** Begin EXERCISE INPUTS **
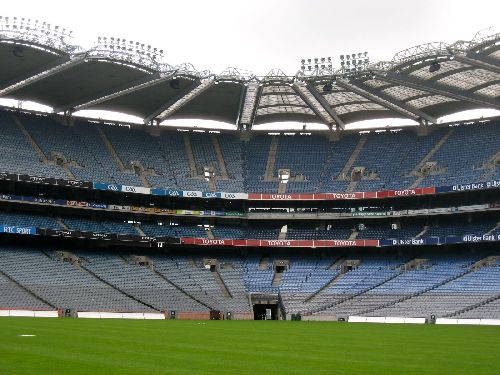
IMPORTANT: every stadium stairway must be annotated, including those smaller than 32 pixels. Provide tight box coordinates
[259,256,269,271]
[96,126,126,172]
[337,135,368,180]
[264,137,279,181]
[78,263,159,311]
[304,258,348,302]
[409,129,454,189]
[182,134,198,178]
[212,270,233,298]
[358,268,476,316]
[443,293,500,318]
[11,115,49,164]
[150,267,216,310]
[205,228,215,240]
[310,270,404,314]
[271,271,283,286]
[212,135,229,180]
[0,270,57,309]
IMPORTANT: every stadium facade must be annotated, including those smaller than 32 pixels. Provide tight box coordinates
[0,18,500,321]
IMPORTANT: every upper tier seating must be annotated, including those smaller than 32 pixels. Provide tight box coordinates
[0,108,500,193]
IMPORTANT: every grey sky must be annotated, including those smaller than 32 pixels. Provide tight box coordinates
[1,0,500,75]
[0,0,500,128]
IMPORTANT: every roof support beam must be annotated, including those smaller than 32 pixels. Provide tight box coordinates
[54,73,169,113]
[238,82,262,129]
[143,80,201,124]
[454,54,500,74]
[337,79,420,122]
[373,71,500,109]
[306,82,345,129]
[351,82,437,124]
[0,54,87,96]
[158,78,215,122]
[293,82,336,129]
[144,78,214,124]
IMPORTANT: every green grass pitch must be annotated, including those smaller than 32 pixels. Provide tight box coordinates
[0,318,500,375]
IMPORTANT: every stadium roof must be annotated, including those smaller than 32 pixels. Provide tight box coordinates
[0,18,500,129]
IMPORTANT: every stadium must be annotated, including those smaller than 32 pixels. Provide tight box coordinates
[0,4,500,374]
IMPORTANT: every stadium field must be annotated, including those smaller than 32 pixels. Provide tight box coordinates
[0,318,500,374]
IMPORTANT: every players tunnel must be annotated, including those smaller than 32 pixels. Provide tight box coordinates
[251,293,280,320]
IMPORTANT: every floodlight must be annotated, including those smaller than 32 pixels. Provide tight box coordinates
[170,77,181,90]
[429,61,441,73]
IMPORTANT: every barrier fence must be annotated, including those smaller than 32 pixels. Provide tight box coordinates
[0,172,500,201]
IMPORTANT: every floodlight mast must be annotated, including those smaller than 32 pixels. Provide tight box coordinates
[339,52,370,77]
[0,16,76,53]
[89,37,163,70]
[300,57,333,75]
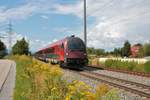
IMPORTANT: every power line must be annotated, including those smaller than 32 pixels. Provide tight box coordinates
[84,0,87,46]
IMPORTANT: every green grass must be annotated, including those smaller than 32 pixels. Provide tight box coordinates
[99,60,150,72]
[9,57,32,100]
** End EXERCISE INPUTS **
** Begin EXERCISE INPUTS **
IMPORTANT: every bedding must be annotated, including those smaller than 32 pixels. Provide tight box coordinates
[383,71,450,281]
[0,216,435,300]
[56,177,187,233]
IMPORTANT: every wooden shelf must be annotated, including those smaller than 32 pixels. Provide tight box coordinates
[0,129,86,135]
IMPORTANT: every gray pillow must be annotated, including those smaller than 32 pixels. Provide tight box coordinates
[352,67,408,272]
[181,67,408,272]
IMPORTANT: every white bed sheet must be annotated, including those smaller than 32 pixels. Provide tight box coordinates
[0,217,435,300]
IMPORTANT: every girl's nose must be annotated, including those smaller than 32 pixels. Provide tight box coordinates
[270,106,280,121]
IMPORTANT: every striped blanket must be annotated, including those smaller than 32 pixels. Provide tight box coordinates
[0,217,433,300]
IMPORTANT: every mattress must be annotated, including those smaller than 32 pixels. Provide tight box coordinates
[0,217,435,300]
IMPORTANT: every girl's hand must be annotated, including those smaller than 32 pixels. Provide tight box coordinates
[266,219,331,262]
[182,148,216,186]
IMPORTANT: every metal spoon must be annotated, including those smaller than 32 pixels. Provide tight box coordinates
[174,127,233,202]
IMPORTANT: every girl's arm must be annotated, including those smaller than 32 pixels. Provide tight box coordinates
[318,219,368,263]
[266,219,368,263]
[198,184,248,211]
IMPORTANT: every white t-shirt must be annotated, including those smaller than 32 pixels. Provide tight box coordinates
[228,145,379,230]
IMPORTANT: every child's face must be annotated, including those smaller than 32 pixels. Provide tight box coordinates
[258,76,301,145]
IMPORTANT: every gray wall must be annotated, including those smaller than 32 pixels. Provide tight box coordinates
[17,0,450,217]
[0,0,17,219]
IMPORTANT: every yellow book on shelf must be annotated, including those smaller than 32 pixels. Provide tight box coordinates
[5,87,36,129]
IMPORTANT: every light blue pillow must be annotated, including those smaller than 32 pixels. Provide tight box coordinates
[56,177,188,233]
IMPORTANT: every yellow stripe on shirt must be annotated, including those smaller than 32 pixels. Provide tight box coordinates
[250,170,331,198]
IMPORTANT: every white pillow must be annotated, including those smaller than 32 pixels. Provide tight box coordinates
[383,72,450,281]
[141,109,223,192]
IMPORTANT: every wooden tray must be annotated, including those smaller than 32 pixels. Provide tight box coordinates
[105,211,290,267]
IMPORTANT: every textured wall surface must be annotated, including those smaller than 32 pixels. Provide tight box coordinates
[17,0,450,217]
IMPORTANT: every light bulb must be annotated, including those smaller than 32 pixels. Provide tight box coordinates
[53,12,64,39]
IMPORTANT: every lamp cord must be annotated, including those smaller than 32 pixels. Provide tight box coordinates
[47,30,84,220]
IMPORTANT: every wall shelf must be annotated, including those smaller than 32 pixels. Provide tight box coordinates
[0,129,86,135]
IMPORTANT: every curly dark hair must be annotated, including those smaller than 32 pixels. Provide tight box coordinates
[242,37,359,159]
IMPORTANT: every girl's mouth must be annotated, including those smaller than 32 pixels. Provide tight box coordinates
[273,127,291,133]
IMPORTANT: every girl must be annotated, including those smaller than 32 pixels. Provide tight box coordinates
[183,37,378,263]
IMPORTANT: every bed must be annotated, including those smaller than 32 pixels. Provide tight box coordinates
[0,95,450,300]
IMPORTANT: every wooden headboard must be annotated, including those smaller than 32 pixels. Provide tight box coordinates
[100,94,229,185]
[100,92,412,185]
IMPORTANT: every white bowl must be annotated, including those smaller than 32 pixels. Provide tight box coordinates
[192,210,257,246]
** End EXERCISE INPUTS **
■ TO DO
Revise the lines starting at the one containing "IMPORTANT: every stadium stairway" and ending at the one containing "[0,18,500,321]", replacing "stadium" with "arena" and keeping everything else the same. Return only those lines.

■ REPLY TO THE EXERCISE
IMPORTANT: every arena stairway must be annotated, including those smaller than 32 pixels. Provide tight box coordinates
[259,256,269,271]
[96,126,126,172]
[337,135,368,180]
[264,137,279,181]
[78,263,159,311]
[304,258,348,302]
[409,129,454,189]
[182,134,198,178]
[212,270,233,298]
[358,268,476,316]
[443,293,500,318]
[11,115,49,164]
[150,267,216,310]
[205,228,215,240]
[310,270,404,314]
[271,271,283,286]
[212,135,229,180]
[0,270,57,309]
IMPORTANT: every arena facade must be annotated, including those smaller than 32 pixels. Provide tight box coordinates
[0,18,500,321]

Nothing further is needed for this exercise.